(Text shown begins)

On her first night at the clinic, she finds a spray of fresh white orchids has been delivered to her room. She assumes they must come from the doctor. She has had a glance around the dining room and concluded that none of her fellow patients is “the white orchid type.” Then she finds out these orchids are a standing order – from a man who ‘left’ the sanatorium six months ago to a woman who ‘left’ it only last night. She realises she is in receipt of flowers sent by a dead man to a dead woman. It is a concept so morbid it smacks of outright necrophilia. The music by Miklos Rozsa goes into a lyrical frenzy surpassing even his Oscar-winning score for Spellbound (1945). She throws herself ever deeper – metaphorically speaking – into the arms of her doctor. Ah, but all may not be quite as it appears…

On her arrival, the doctor forbids her to smoke and takes her cigarette lighter – monogrammed with her initials KD for Karen Duncan – away for safe keeping. (We may be glad it is not engraved with Barbara Stanwyck’s own initials, BS.) One day she breaks into his private sanctum, opens a drawer and finds a whole trove of cigarette lighters that were left behind by previous (and deceased) lady patients. She starts to suspect, as we do, that her doctor’s methods are a fairly serious violation of the Hippocratic Oath. Is he in the habit of fucking his patients until they get better? Or – and this sounds a lot more likely – of fucking his patients until they die? This story, which is allegedly by Erich Maria Remarque, is coming more and more to resemble The Magic Mountain as rewritten by Mills & Boon.

(Text shown ends)

● **Task list**
1: Please translate this sentence from the passage above into Spanish: "She assumes they must come from the doctor."
2: List every person named in full, by first and last name, in the passage above.

(Recorded information begins)

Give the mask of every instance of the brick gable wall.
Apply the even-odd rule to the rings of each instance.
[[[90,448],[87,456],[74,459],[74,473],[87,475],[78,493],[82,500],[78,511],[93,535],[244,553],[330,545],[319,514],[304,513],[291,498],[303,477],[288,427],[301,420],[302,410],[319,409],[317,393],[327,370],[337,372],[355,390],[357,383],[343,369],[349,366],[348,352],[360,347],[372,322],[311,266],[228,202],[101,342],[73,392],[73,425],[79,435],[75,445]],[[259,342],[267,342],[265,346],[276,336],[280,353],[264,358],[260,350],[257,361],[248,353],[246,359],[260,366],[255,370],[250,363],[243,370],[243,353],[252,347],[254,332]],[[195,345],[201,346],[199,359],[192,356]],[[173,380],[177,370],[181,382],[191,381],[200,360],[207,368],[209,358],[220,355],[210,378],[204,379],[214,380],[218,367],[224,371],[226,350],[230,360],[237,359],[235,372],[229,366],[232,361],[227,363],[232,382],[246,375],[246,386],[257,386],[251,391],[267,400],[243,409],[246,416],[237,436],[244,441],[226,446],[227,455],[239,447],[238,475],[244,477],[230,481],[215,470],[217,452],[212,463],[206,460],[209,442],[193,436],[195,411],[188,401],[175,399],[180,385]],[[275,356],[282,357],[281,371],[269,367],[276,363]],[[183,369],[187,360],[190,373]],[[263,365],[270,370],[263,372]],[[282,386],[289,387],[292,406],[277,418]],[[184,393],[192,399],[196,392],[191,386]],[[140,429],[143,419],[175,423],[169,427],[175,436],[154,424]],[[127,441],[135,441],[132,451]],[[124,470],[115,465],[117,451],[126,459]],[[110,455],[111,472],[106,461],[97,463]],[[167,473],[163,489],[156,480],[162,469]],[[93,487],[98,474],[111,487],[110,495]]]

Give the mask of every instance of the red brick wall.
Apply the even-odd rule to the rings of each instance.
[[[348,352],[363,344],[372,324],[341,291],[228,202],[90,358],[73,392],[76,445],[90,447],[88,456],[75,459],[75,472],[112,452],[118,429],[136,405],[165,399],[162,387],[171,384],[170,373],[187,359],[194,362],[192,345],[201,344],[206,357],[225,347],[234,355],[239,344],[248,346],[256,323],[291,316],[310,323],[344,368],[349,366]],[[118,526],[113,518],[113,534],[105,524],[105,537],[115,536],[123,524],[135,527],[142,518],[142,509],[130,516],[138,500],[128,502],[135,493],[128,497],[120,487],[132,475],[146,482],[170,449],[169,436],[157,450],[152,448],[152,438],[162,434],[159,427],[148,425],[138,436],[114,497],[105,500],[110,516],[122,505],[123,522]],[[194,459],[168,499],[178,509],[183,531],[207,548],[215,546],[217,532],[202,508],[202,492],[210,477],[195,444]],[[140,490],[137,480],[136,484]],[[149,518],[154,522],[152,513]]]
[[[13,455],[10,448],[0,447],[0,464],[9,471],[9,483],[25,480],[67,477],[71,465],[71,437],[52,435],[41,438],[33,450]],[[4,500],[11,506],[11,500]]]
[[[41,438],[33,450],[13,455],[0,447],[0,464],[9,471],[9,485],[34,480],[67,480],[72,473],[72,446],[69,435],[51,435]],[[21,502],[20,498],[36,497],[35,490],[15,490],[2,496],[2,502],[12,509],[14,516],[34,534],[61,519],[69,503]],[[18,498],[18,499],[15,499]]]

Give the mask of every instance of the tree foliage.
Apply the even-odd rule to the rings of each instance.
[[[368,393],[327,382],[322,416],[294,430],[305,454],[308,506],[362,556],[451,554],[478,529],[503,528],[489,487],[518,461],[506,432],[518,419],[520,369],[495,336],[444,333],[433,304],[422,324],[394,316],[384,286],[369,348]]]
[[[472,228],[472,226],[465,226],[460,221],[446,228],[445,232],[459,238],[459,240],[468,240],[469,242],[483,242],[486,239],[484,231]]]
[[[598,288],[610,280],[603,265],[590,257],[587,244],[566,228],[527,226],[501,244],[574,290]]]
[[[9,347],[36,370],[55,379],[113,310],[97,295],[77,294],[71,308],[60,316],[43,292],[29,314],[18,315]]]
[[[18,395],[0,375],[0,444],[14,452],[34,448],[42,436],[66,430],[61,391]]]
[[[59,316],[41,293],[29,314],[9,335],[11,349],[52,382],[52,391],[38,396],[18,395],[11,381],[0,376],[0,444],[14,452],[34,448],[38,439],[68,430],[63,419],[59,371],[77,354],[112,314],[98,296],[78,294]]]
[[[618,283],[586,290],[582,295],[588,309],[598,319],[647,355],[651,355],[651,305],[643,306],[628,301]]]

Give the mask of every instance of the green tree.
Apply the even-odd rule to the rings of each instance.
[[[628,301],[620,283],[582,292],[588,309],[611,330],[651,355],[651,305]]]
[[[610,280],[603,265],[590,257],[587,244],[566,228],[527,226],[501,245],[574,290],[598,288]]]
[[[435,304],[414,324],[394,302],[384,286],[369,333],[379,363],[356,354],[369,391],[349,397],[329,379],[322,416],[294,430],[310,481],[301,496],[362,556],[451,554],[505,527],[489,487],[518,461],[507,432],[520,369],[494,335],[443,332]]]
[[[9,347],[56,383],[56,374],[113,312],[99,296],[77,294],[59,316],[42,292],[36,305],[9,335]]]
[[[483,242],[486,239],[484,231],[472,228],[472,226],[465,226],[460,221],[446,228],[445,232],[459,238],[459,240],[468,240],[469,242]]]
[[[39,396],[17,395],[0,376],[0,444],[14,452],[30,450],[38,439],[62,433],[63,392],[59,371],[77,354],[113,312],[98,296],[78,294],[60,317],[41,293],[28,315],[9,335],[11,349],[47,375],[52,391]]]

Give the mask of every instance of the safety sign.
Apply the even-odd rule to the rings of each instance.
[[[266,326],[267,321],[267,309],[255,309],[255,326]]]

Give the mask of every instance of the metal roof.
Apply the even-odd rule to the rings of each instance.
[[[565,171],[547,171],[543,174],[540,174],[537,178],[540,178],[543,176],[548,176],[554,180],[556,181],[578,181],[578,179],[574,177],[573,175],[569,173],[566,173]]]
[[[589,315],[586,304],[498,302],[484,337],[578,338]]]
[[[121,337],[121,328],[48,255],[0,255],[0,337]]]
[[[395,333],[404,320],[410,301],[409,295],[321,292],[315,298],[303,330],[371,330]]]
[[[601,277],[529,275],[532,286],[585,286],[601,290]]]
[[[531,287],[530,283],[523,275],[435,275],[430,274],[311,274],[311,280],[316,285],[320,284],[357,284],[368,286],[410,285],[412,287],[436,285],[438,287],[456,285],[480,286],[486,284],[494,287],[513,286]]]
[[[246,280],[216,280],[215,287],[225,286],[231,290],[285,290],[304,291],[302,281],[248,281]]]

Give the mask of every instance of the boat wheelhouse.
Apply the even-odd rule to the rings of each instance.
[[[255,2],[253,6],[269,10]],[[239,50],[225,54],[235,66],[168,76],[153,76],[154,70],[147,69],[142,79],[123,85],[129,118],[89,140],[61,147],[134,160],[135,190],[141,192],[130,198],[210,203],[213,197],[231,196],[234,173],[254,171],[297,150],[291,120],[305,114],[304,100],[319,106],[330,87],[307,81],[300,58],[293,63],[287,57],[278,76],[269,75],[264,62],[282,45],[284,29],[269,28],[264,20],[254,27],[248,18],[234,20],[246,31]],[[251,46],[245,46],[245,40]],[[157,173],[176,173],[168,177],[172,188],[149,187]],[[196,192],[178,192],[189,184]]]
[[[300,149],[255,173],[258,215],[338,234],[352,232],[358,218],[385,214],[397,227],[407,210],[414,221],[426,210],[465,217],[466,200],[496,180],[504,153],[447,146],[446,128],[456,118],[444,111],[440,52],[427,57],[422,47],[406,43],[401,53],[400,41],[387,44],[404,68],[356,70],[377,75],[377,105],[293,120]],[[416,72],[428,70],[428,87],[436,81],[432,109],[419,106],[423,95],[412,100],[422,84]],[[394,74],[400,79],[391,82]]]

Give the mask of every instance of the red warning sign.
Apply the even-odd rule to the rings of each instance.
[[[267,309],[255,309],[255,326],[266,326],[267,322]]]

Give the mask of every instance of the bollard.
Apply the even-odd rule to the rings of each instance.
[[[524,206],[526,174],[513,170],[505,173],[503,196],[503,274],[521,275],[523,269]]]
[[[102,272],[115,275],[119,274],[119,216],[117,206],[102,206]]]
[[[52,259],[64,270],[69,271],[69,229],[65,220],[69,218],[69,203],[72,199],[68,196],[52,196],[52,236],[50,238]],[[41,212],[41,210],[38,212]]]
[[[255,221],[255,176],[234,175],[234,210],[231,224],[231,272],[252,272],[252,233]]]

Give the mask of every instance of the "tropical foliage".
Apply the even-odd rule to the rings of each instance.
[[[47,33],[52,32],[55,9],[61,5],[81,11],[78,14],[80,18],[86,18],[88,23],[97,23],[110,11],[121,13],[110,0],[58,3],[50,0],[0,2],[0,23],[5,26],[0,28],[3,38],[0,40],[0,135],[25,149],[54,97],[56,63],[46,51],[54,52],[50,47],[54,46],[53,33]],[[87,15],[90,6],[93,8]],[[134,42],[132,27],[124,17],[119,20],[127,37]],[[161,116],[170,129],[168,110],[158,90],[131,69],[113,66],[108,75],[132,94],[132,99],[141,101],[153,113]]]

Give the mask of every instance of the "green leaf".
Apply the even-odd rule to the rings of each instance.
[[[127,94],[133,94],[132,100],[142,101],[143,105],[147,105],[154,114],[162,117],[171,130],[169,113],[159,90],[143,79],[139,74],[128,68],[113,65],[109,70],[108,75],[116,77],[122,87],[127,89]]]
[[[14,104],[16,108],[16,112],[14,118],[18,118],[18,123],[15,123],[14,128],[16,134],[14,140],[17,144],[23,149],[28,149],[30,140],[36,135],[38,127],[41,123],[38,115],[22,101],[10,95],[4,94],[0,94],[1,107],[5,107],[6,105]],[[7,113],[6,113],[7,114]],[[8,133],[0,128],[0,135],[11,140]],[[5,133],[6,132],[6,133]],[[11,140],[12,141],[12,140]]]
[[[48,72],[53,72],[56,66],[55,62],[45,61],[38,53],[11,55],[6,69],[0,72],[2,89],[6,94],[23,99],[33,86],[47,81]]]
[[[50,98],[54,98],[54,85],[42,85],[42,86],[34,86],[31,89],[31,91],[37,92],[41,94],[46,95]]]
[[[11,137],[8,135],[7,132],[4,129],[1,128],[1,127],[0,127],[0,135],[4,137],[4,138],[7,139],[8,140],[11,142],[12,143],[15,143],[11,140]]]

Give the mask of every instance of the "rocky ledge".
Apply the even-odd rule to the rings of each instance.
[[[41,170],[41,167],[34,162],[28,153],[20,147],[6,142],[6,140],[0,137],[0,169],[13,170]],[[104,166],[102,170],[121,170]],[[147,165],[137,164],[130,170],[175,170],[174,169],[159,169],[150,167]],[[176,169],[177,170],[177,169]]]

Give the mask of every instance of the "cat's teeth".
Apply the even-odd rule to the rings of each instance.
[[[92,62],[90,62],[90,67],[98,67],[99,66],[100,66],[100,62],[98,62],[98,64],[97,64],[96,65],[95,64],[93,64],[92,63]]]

(Recorded information ends)

● **Exercise responses**
1: Supone que deben de ser del médico.

2:
Miklos Rozsa
Karen Duncan
Barbara Stanwyck
Erich Maria Remarque